Required action
Scan the records below and copy every line that contains the string "like".

Supplied information
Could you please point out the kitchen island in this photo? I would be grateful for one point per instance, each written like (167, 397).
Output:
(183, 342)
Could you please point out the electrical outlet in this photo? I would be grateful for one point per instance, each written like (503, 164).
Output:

==

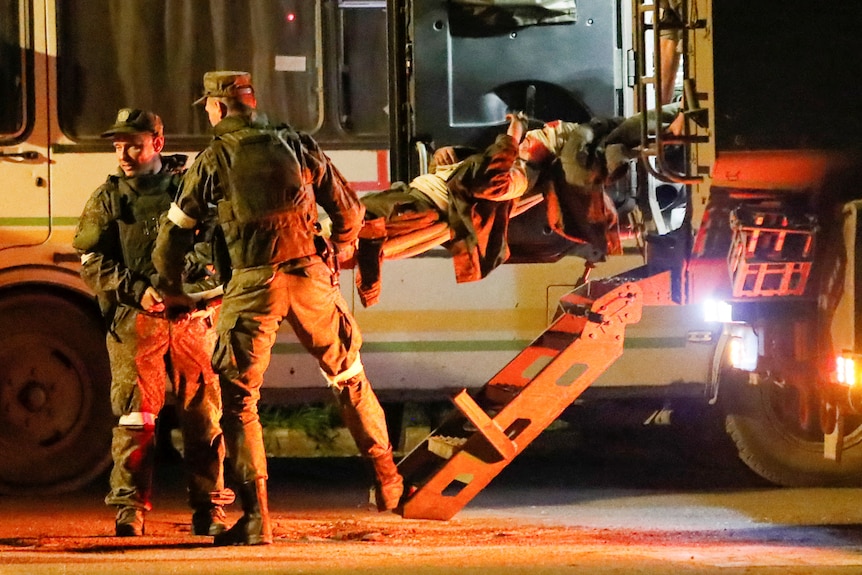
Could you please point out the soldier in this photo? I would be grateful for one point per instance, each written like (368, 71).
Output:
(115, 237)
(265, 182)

Result for this task
Could you please point out the kitchen island in this photo? I would be grateful for one point per instance, each written like (167, 397).
Could you please point out the electrical outlet in this photo? I would be grateful for one point per instance, each written like (503, 164).
Could you please point out the soldier in this photo? I would be grateful for one point per instance, each written like (368, 71).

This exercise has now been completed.